Tally the lines in the items below that contain the string "tower", treating uppercase and lowercase as different, and give only the number.

■ ■ ■ ■ ■ ■ ■

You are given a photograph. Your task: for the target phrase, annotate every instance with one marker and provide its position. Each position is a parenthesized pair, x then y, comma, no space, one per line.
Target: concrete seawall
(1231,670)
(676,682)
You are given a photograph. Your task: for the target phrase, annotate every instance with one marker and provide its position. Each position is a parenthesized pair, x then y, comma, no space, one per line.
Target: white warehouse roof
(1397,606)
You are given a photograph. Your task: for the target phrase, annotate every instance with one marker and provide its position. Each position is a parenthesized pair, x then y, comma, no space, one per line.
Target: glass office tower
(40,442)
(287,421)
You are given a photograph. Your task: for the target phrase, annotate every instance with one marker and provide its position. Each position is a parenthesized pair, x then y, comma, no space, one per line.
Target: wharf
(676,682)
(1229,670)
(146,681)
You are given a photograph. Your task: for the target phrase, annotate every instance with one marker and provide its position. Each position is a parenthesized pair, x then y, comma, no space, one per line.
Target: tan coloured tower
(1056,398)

■ ■ ■ ■ ■ ■ ■

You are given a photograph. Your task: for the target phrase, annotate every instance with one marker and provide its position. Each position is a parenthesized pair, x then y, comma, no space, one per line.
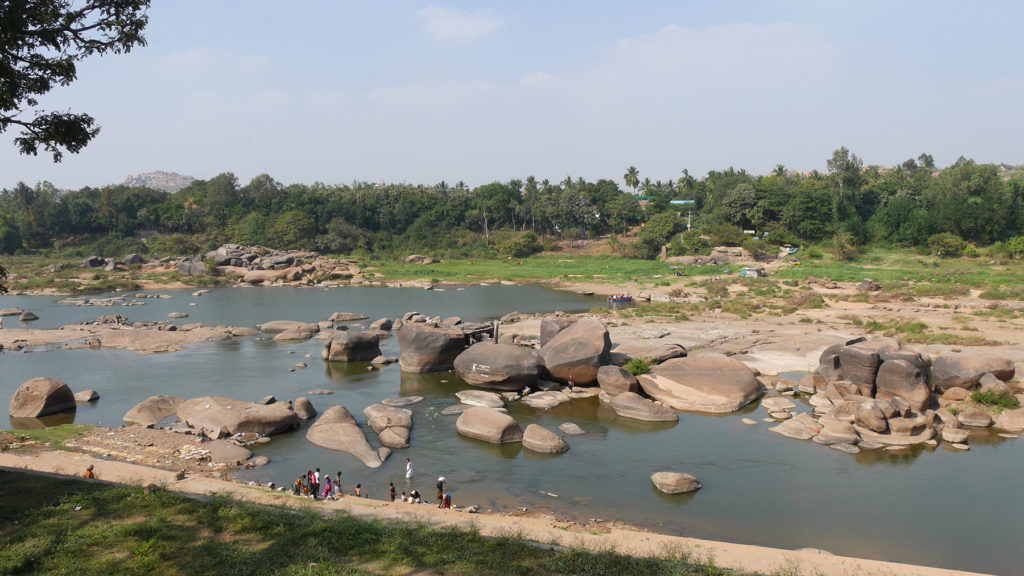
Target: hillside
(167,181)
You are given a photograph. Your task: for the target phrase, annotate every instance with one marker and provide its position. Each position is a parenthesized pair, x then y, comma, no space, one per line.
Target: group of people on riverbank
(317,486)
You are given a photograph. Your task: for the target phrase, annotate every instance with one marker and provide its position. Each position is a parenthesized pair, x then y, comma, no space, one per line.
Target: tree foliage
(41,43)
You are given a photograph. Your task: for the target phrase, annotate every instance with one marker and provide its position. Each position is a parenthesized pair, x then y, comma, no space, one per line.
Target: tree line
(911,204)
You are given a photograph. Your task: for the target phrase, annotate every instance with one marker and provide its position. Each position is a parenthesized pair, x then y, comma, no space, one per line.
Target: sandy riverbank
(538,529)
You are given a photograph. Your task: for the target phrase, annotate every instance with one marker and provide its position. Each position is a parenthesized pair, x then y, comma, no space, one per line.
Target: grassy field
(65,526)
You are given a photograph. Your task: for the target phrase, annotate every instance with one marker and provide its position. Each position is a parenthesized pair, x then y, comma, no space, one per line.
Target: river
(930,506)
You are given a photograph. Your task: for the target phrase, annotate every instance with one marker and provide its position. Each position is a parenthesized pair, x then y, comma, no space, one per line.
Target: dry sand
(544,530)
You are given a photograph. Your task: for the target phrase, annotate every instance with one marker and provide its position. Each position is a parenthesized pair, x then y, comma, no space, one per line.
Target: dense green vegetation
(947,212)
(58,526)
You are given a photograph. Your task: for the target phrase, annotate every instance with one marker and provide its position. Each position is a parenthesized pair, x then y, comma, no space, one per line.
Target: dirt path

■ ■ ■ ■ ■ ■ ■

(Exercise result):
2